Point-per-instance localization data
#####
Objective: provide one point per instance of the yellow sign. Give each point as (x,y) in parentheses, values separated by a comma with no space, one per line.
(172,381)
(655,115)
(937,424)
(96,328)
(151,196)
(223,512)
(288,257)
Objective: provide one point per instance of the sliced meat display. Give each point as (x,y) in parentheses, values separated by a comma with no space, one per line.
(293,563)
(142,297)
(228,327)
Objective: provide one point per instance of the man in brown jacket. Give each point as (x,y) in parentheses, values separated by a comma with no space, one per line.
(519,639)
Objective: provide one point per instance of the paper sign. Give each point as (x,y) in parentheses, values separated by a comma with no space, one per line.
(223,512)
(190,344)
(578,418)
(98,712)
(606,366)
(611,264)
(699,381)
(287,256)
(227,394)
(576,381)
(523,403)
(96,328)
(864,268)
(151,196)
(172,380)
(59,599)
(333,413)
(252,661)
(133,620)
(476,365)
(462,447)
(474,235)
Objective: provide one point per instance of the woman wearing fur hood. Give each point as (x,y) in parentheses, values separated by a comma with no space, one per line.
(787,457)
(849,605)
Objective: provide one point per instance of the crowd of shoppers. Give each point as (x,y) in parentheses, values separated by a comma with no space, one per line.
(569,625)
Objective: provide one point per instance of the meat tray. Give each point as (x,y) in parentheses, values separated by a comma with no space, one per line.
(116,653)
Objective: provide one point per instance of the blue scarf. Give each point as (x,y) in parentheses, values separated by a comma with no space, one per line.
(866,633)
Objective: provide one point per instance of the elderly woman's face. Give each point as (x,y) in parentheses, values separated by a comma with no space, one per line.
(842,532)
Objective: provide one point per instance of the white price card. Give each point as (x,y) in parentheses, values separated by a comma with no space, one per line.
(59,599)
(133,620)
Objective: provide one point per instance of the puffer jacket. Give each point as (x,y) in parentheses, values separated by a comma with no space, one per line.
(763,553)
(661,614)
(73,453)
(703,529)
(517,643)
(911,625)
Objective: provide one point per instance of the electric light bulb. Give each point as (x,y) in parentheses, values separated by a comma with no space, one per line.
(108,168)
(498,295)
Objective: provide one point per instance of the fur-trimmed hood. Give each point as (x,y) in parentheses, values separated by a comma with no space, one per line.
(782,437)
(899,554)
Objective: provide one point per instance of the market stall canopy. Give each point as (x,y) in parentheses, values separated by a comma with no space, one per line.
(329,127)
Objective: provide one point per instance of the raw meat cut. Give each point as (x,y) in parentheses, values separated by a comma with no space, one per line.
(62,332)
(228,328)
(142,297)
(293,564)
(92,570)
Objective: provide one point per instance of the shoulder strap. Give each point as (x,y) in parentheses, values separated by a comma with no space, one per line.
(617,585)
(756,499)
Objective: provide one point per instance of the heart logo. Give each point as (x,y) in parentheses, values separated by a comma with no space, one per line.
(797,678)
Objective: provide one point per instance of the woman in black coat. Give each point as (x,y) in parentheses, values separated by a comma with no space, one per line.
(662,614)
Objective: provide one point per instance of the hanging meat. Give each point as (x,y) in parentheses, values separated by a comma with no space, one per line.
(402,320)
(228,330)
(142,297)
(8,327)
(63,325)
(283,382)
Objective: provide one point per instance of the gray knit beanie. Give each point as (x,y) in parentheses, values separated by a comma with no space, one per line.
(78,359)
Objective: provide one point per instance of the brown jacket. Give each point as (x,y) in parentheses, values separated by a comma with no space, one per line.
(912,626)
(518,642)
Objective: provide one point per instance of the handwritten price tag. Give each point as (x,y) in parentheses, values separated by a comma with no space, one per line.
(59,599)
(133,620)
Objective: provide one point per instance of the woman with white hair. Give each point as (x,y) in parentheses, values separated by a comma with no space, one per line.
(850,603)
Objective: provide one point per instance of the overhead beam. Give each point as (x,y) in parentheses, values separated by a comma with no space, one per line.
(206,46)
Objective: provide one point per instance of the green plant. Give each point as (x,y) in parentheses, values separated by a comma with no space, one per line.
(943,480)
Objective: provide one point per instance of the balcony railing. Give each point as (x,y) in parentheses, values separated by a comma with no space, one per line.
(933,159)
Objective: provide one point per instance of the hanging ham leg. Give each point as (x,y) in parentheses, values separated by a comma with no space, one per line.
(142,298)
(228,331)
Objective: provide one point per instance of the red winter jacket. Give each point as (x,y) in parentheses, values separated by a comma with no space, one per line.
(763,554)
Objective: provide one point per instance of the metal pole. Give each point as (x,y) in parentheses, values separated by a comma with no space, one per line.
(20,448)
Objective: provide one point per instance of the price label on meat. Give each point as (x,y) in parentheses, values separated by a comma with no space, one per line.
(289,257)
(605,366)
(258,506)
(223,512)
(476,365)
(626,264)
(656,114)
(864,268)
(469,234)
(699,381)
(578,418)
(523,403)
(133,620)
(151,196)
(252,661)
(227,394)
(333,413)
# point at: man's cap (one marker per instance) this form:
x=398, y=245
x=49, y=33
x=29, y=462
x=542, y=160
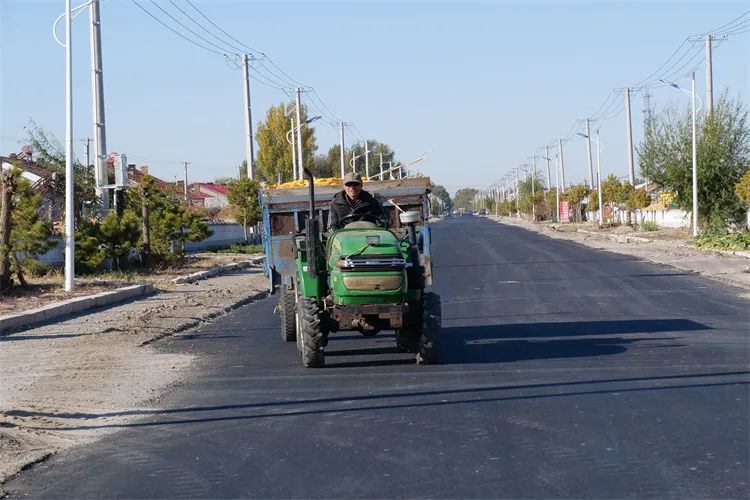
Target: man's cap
#####
• _Work to complete_:
Give the data again exactly as written, with no pictures included.

• _Answer space_:
Objective: provide one point per instance of the yellow sign. Give each point as (x,y) in parentheses, values separated by a comma with no space, one per line.
(172,381)
(655,115)
(937,424)
(96,328)
(151,196)
(223,512)
(288,257)
Objective: provide one point per instance of the sliced meat display. Give each point as (x,y) in parentheses, values separated by a comma with no space, one per line.
(293,563)
(142,297)
(228,327)
Objective: provide one point per instance of the man in brown jacket. Give each point as (x,y) in parentheses, values separated by a comma with no space, one per line.
(519,639)
Objective: provide one point per instance of the paper sign. Give each point as (x,y) in parentheses, values separated by a comma with no space, one per line.
(223,512)
(190,344)
(578,418)
(98,712)
(606,366)
(611,264)
(699,381)
(287,256)
(227,394)
(576,381)
(523,403)
(96,328)
(864,268)
(151,196)
(172,380)
(59,599)
(333,413)
(252,661)
(133,620)
(476,365)
(462,447)
(474,235)
Objective: provide one point per instance of the woman wearing fur hood. Give each point as (x,y) in parentheses, values separated by a comma with no space, one per line.
(787,457)
(849,605)
Objective: provide one point per instance of the crowd of shoppers. Give each point as (x,y) in parentheses, values separated by a comma with no space, one per line.
(569,625)
Objective: provide one point per instance of the meat tray. Give each point as (x,y) in parentheses, values separated by a comma with no space, one per line.
(116,653)
Objective: provide one point per instance of the blue scarf. Give each point as (x,y) in parentheses, values separated by a comma with no space, one per line.
(866,633)
Objective: provide one point per instance of the elderly woman's face. Give each point as (x,y) in parentheses, values separated by a comma with no space, one per line.
(842,532)
Objective: provide one point per instance of the white price card. Give each point as (x,y) in parentheses, values separated by a comma with no space, one per line.
(59,599)
(133,620)
Objective: provide one point per instance of the puffer jacket. Give each point as (x,y) in parentheses, values separated by a comma with no space, one per line.
(763,553)
(661,614)
(73,453)
(703,529)
(517,643)
(911,625)
Objective: provide one point per instance of the electric light bulb. Give each point as (x,y) in parentheses, values separated by a comma with no space, one per line.
(108,168)
(498,295)
Objective: provide one point per instance of the fur-trimmed hood. Give each point as (x,y) in parentheses, values separated by a comma with no space, one per line.
(782,437)
(899,554)
Objective: provide one point per instance of the market stall canopy. Give each point as (x,y) in parentheses, values separated by a comma with no space, one per line.
(329,127)
Objective: provide one point per instance of the raw meat cut. Give each point as (x,y) in parentheses, values separated by a comma with no space, one per line.
(62,332)
(228,328)
(142,297)
(293,564)
(92,570)
Objective: provide one point per instance of the shoulder strap. Give each point as (x,y) in parentheses, values separated by a comma with no space, one per line.
(617,585)
(756,499)
Objective: provide one point per instance of the heart logo. Give each point as (x,y) in parentheses, values separated by a comma with no space, one per line.
(797,678)
Objective: provide one point per instance of the woman in black coat. Give each point as (x,y) in parentheses, values separated by a comma with no space, one per line.
(662,614)
Objective: provide one point per instance of the hanging meat. Give each point as (x,y) in parentheses, values separated by a comma with no space, one per line.
(402,320)
(228,330)
(142,297)
(8,327)
(63,325)
(283,382)
Objective: provide one point per instance of the gray knit beanie. Give each point as (x,y) in parentheses, values separated by a comma with no space, one per line.
(78,359)
Objective: provide one point per instance of the brown jacket. Give each point as (x,y) in parentheses, values separated by a comma with no space, one per line.
(912,626)
(518,642)
Objective: provide one point per instance of the handwritten price tag. Give each point as (x,y) in parentheses, values separated by a comma with no space, one per line.
(59,599)
(133,620)
Objective: provide one point per instance of the woman with white hair. Give each point as (x,y) in parentheses, values separated by a comma with no space, one per line.
(850,603)
Objective: provide one point per instance of the overhead beam. Give each point as (x,y) in parentheses, values separated by a comma with no space, one per line.
(206,46)
Objective: provide one point per instance of the green plant. Give each point as (x,y) in parentheses, values separated by a comma with no space, one per line.
(943,480)
Objective: provide one point per instance of the balcony railing. Give each point as (x,y) in parentheses, values separated by a comma with no space, one per line.
(933,159)
Objective: provide one point per instance of the hanging ham leg. Give each point as (x,y) in parentheses, values separated by a comma with no space, one per line.
(142,298)
(228,331)
Objective: provide one point per instance of the red winter jacket. Give each point as (x,y) in parentheses, values separated by a comma with no space, one per line.
(763,554)
Objective: provide one point per instance of the metal pole. Give each point as (x,y) in parentheses, values separated by a comma with no space, one per line.
(20,448)
Objective: provide one point per instance of the price label on meat. Give each point as (x,y) in parentheses, values separated by a comma with no space, one per line.
(289,257)
(605,366)
(258,506)
(223,512)
(476,365)
(626,264)
(656,114)
(864,268)
(469,234)
(699,381)
(578,418)
(523,403)
(133,620)
(151,196)
(252,661)
(227,394)
(333,413)
# point at: man's cap (one marker per instance) this form:
x=398, y=245
x=49, y=33
x=29, y=462
x=542, y=160
Target: man's cap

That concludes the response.